[DO THIS]: Please copy all of the records below word for word, leaving the pictures out of your copy.

═════ RAW DATA

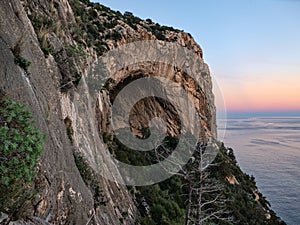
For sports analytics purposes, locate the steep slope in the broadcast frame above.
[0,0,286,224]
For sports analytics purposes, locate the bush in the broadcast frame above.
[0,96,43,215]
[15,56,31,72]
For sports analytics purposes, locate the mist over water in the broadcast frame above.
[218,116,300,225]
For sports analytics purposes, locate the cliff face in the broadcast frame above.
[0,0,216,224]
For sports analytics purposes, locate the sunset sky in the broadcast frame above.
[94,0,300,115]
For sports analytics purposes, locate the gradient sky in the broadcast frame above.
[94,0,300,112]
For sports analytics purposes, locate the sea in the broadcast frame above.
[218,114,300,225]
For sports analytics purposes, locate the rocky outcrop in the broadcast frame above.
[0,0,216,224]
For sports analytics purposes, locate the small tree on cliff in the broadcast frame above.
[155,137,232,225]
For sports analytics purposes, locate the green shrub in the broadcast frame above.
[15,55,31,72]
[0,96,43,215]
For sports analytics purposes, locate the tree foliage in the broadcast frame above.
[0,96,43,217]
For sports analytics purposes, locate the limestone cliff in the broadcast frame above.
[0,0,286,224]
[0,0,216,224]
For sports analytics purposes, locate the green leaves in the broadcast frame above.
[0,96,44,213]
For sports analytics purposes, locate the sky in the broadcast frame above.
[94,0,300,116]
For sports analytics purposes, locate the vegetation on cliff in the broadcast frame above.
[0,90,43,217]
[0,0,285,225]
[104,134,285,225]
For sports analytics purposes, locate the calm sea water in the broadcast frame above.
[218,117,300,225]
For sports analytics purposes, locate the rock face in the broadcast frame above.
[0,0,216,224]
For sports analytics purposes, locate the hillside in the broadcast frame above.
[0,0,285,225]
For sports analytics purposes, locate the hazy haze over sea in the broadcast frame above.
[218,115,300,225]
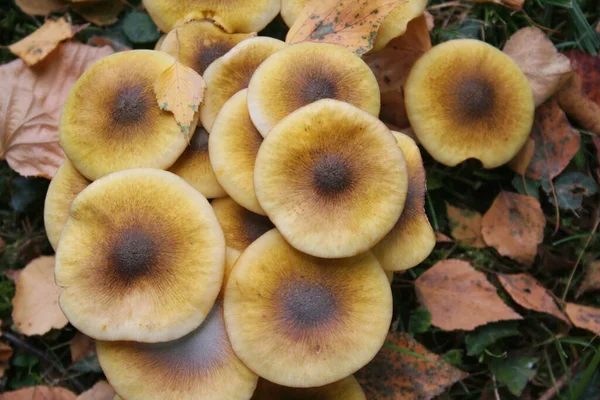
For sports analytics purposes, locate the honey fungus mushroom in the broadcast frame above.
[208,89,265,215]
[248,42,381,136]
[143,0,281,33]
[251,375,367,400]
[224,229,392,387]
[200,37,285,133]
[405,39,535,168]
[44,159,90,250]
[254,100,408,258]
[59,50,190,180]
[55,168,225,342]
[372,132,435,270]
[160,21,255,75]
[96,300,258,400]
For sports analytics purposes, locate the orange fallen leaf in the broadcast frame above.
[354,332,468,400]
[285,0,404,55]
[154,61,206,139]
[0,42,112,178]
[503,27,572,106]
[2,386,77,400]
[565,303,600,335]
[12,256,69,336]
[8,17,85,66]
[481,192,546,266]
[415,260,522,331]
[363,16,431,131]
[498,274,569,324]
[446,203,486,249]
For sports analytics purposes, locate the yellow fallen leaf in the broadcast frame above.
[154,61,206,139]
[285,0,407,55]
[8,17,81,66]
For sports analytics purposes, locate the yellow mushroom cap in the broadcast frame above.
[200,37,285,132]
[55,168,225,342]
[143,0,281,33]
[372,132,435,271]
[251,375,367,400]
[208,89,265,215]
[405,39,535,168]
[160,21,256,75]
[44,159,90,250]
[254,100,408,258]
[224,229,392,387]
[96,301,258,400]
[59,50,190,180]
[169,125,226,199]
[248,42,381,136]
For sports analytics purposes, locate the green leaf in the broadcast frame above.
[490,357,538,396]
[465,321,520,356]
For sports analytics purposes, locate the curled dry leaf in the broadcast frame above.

══════════

[WRITTEN RESPONSE]:
For sports analytics purposes, locate the steep slope in the broadcast frame above.
[0,0,286,224]
For sports analytics purposes, locate the bush in the broadcast frame above.
[0,96,43,215]
[15,56,31,72]
For sports analytics purposes, locate the mist over water in the broadcast frame above.
[218,116,300,225]
For sports analytics purposes, locate the cliff face in the broadcast frame above.
[0,0,216,224]
For sports analytics purposes, locate the sunset sky in the broadcast frame above.
[94,0,300,115]
For sports analytics purposes, locate the gradient sky in the broadcast frame above.
[94,0,300,112]
For sports analytics purposes, locate the sea in the broadcast frame above.
[218,114,300,225]
For sports analytics purposes, locate the rocky outcrop in the broadcast frame above.
[0,0,216,224]
For sports analytics purposes, locate the small tree on cliff in the broadcast frame above.
[155,137,232,225]
For sports analytics purposes, locate the green shrub in the broadcast frame above.
[15,55,31,72]
[0,96,43,215]
For sports analytics purposes, locate the tree foliage in the broadcast frame above.
[0,96,43,217]
For sports analytics purposes, locate the limestone cliff in the broadcast frame above.
[0,0,286,224]
[0,0,216,224]
For sports analytics purposes, locate the green leaves in the broadcast frame above.
[0,96,44,213]
For sports analytics purposes, locate the sky in the broadcast frame above.
[94,0,300,116]
For sports analytics purposes, locate the vegetation on cliff in the broadcast frame above.
[0,90,43,217]
[0,0,285,225]
[104,134,285,225]
For sports analytics purposes, locate the calm sea water in the broadcast frame above.
[218,117,300,225]
For sports analytics purposes, locate the rock face in the broadcast frame above.
[0,0,216,224]
For sports analytics purposes, locate the hillside in the broadcast frame above.
[0,0,285,225]
For sports analytics purposes, locate the hazy haze over sea in the broadcast frame above.
[218,115,300,225]
For sports analytics purposes, locate the honey fungus mushroom in the broadcast frame above.
[208,89,265,215]
[248,42,381,136]
[143,0,281,33]
[251,375,367,400]
[224,229,392,387]
[200,37,285,133]
[405,39,535,168]
[44,159,90,250]
[254,100,408,258]
[59,50,190,180]
[55,168,225,342]
[372,132,435,270]
[160,21,255,75]
[96,300,258,400]
For sports analytics purposes, locate the orange fallen leaf in the broadcast frame above.
[354,332,468,400]
[285,0,404,55]
[154,61,206,139]
[0,42,112,178]
[503,27,572,106]
[2,386,77,400]
[565,303,600,335]
[12,256,69,336]
[8,17,85,66]
[481,192,546,266]
[415,260,522,331]
[363,16,431,131]
[498,274,569,324]
[446,203,486,249]
For sports analytics purposes, locate the yellow fallen leaf in the broadcast frame above.
[154,61,206,139]
[285,0,407,55]
[8,17,81,66]
For sports analytics purposes, locate the yellow mushroom cap in the broadcast frame above.
[200,37,285,132]
[55,168,225,342]
[143,0,281,33]
[372,132,435,271]
[251,375,367,400]
[208,89,265,215]
[405,39,535,168]
[160,21,256,75]
[44,159,90,250]
[254,100,408,258]
[224,229,392,387]
[96,301,258,400]
[59,50,190,180]
[169,125,226,199]
[248,42,381,136]
For sports analytics purposes, locate the green leaf in the broadcast frame above.
[490,357,538,396]
[465,321,520,356]
For sports analytics purposes, locate the curled dry leaf in the broadcast frame above.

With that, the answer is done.